> Data for this task:

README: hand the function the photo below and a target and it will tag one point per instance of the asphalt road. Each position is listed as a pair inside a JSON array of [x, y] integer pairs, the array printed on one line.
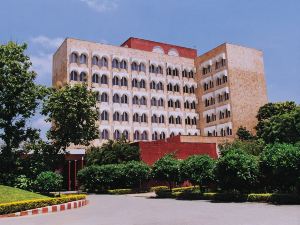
[[133, 210]]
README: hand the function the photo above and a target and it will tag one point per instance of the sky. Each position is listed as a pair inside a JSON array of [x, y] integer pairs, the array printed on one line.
[[272, 26]]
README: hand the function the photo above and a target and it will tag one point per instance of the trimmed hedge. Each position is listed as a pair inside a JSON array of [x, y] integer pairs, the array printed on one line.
[[12, 207]]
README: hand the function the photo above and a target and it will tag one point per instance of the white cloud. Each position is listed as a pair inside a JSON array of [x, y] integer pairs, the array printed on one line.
[[42, 64], [47, 42], [101, 5]]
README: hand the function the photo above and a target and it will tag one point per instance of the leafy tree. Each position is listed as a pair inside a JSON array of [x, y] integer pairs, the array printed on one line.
[[73, 113], [166, 169], [48, 181], [244, 134], [237, 170], [279, 122], [252, 147], [113, 151], [198, 169], [280, 166], [19, 98]]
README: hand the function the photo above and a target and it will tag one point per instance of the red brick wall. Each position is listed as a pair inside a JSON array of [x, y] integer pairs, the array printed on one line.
[[146, 45], [152, 151]]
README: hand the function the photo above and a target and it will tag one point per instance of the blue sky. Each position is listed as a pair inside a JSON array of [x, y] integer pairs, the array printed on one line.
[[268, 25]]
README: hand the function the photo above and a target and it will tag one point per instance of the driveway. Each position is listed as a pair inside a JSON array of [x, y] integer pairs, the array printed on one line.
[[141, 210]]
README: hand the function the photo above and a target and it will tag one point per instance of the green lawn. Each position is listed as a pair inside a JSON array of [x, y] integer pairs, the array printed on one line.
[[10, 194]]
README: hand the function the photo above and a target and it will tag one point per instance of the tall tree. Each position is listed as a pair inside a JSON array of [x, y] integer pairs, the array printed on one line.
[[73, 113], [19, 98]]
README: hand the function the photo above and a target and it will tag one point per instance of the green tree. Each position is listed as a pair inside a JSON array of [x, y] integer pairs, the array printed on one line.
[[113, 151], [198, 169], [73, 113], [244, 134], [237, 170], [166, 169], [280, 166], [19, 98]]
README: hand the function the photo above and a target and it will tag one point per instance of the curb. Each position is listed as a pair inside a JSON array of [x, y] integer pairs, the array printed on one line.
[[49, 209]]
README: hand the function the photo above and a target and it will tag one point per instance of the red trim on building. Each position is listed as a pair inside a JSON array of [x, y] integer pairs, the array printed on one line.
[[147, 45], [153, 150]]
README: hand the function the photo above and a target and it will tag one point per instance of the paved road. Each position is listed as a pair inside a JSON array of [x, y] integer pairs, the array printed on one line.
[[133, 210]]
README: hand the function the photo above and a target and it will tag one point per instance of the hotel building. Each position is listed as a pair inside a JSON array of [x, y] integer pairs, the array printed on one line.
[[149, 90]]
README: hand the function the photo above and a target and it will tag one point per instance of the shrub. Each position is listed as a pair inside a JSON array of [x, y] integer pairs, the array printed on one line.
[[280, 166], [198, 169], [166, 169], [48, 181], [12, 207], [237, 170]]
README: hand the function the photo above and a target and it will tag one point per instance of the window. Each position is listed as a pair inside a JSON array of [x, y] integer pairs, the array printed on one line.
[[104, 97], [83, 77], [83, 59], [104, 79], [116, 98], [105, 134], [74, 57], [117, 135], [74, 75], [95, 78], [136, 135], [104, 115], [116, 116]]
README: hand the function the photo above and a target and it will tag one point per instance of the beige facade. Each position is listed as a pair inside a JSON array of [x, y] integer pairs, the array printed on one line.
[[150, 95]]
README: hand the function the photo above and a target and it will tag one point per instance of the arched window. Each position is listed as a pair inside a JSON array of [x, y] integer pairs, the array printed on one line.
[[154, 119], [142, 84], [104, 97], [124, 82], [104, 79], [144, 118], [135, 100], [154, 136], [104, 115], [123, 64], [83, 77], [161, 119], [116, 98], [153, 101], [162, 135], [144, 135], [74, 75], [117, 135], [83, 59], [74, 57], [115, 64], [105, 134], [95, 60], [125, 134], [95, 78], [116, 116], [134, 66], [125, 116], [136, 117], [171, 120], [143, 100], [135, 83], [160, 102], [152, 85], [103, 62], [178, 120], [142, 67], [115, 80], [136, 135]]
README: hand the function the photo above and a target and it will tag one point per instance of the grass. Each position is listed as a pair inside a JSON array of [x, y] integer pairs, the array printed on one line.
[[10, 194]]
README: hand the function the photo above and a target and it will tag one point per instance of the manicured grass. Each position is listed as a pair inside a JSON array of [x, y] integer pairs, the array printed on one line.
[[10, 194]]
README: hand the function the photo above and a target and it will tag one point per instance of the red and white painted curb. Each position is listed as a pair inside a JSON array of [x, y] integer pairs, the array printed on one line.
[[49, 209]]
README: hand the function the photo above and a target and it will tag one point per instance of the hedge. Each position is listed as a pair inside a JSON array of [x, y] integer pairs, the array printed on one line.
[[19, 206]]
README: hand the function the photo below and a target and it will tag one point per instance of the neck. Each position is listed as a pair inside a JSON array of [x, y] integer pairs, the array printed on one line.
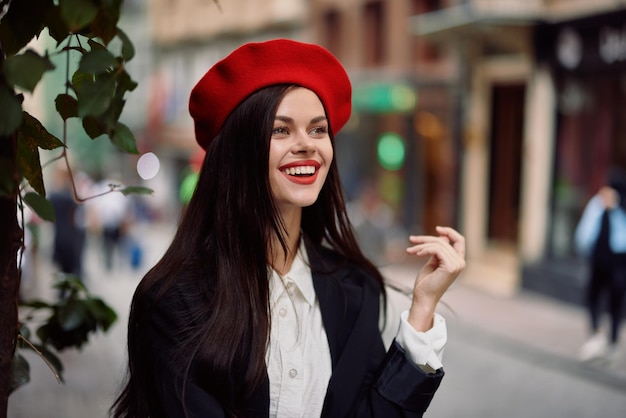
[[280, 261]]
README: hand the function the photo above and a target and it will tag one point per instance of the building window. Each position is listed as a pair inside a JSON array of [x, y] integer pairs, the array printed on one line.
[[332, 32], [373, 33], [425, 51]]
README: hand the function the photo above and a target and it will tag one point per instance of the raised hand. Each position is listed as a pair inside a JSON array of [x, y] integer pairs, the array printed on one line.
[[446, 254]]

> How to complete this task: The expected output is the full material above, unaltered, with pictures removed.

> Output:
README: hand the function the photo below and a target and it will tag one point per instance of the asphalt road. Each position is listed as a pair inside a JSON array of [x, y] integer pairs, the array printed on one line.
[[133, 210]]
README: hand the function the photo above and a target and it will tag one point per instance of the sky. Each position is listed as a pair inside a JSON array of [x, y] integer pairs, the array printed on one line.
[[272, 26]]
README: hand the function the photo above and a target and it will tag one point per instance of the trimmed hedge. Each position is listed as a pair inside a JSON array of [x, y] integer pairs, the array printed on one line.
[[12, 207]]
README: hand the function the photo above and a target and it will tag one point per instance of the white cloud. Each position is listed as a pair inside a JSON array of [x, y] integer pairs, the array printed on one line.
[[42, 64], [47, 42], [101, 5]]
README: hand the function the photo above and a target and it will tag one point per instance of the leafy tree. Each position is listed as a pair inside a JSON array of [x, y] integer pairs, the array printed on one line.
[[73, 113], [166, 169], [48, 181], [244, 134], [237, 170], [279, 122], [252, 147], [113, 151], [198, 169], [280, 166], [19, 98]]
README: hand the function the photo above and a target and it will tag one point per instance of the red brick wall. Each position is listed as a pair inside a JSON array of [x, y] integer pairs, the array printed on one line.
[[146, 45], [152, 151]]
README: hand the function the photo above and a target and it will tag one point per instance of the blue sky. Each position is listed as a pair inside a JSON array of [x, y] integer pairs, the array printed on one line.
[[268, 25]]
README: hand the function the photo above and a target and it will tag one point per instance of the driveway. Each position is listed as a pair inside a JSON array of [x, y] integer pairs, the array printed on one line.
[[141, 210]]
README: hand the function the photo above and a target and it will tag one point per instance of the green lawn. Each position is listed as a pair inside a JSON array of [x, y] integer pairs, the array printed on one line.
[[10, 194]]
README: hand the function the photo above and a target and it will tag one point per instance of the tall tree. Each position is listed as a pair inside a JSON array of [x, y] integer pairs, the array printed on one line.
[[73, 113], [19, 98]]
README: hand the function the photo above and a target and it will tag one point per instance of the green tree. Each position is listed as a pair inside a JSON array of [x, y] integer pairs, the array printed on one line.
[[113, 151], [198, 169], [73, 113], [244, 134], [237, 170], [166, 169], [280, 166], [19, 98]]
README: hand the function the photo above and a target and it will tag one point per instance of the curb. Each position is listed as a pair inside a JSON array of [x, y] integer pairs, the array printed on one line.
[[49, 209]]
README: hand the function the photo above and a target and it will tag one point per instance of the red trim on building. Each position is listed as a pair inside a JSON array of [x, y] integer pairs, the array printed on one line.
[[147, 45], [153, 150]]
README: hand the function the photo above and a target and it will tag one point per instance of the paved road. Each position is listed as a pair inside a JSON array of [x, y] integer pairs, the array printed on one line.
[[133, 210]]
README: hand the function the photo above and a target and it will tag one point per instance of the hotel building. Each position is listed as a pair inside a JSON array of [x, y] integer pairs, the array printed on one line.
[[149, 90]]
README: hand the function the photo above and a target and it will tag one point per instance of the shrub. Each position is listed as a pair inside a JSON array of [x, y] integer pairs, the array printed on one line.
[[280, 166], [198, 169], [166, 169], [48, 181], [12, 207], [237, 170]]
README: hand the function the photo above and a target and it will tag one point per instance of the window. Each position is listed as a pair inside a JSON array of [x, y] integer pairs, the array printed on one line.
[[104, 97], [83, 77], [83, 59], [104, 79], [116, 98], [105, 134], [74, 57], [117, 135], [74, 75], [95, 78], [136, 135], [104, 115], [116, 116]]
README: hand the function the photo above and a target and it will tag one point per instance of the beige facade. Each position is listed as a pair inside a JSON array of [x, y] integer pairs, the array printed on one line.
[[150, 95]]
README: hand the function the photo above and a target and it will tag one point per instance of the arched window. Each position is listed as a pair inside a JSON array of [x, y] integer pairs, the array printed on one line.
[[154, 119], [142, 84], [104, 97], [124, 82], [104, 79], [144, 118], [135, 100], [154, 136], [104, 115], [123, 64], [83, 77], [161, 119], [116, 98], [153, 101], [162, 135], [144, 135], [74, 75], [117, 135], [83, 59], [74, 57], [115, 64], [105, 134], [95, 60], [125, 134], [95, 78], [116, 116], [134, 66], [125, 116], [136, 117], [171, 120], [143, 100], [135, 83], [160, 102], [152, 85], [103, 62], [178, 120], [142, 67], [115, 80], [136, 135]]
README: hand the function the photo above and a target and it will tag one point per instance of the grass. Each position is listed as a pair inside a JSON array of [x, y] integer pairs, the array printed on one line.
[[10, 194]]
README: hand the function the photo above and a target and it will tag one point per instance of the manicured grass. Each position is listed as a pair inside a JSON array of [x, y] integer pairs, the array printed on one line.
[[10, 194]]
README: hand the function the photo above and a target and it will tag one point per instance of the red and white painted curb. Each position is listed as a pair inside a JSON array of [x, y] integer pairs, the array printed on one line.
[[49, 209]]
README: hand the function the photo above and a target and it will tag one point per instance of the hedge. Each position is listed as a pair inside a JSON array of [x, y] integer pairs, the array printed on one line.
[[19, 206]]
README: hand the function the photo below and a target and it will tag one point per instance of the neck. Each position is listed as a pair inside a JSON array of [x, y] integer pairs, the array printed on one line.
[[280, 261]]
README: hand the function the photo above and a target and it will tag one point per instance of the building window. Each position is listed as a pair inside a JSON array of [x, y] integer pairs, the array printed on one line.
[[332, 32], [373, 33], [425, 51]]
README: hand the function the photo above and a target and it will tag one point per instance of the raised hand. Each position is listed as a pair inside a JSON array of [x, y] integer pairs, the array printed on one line.
[[446, 254]]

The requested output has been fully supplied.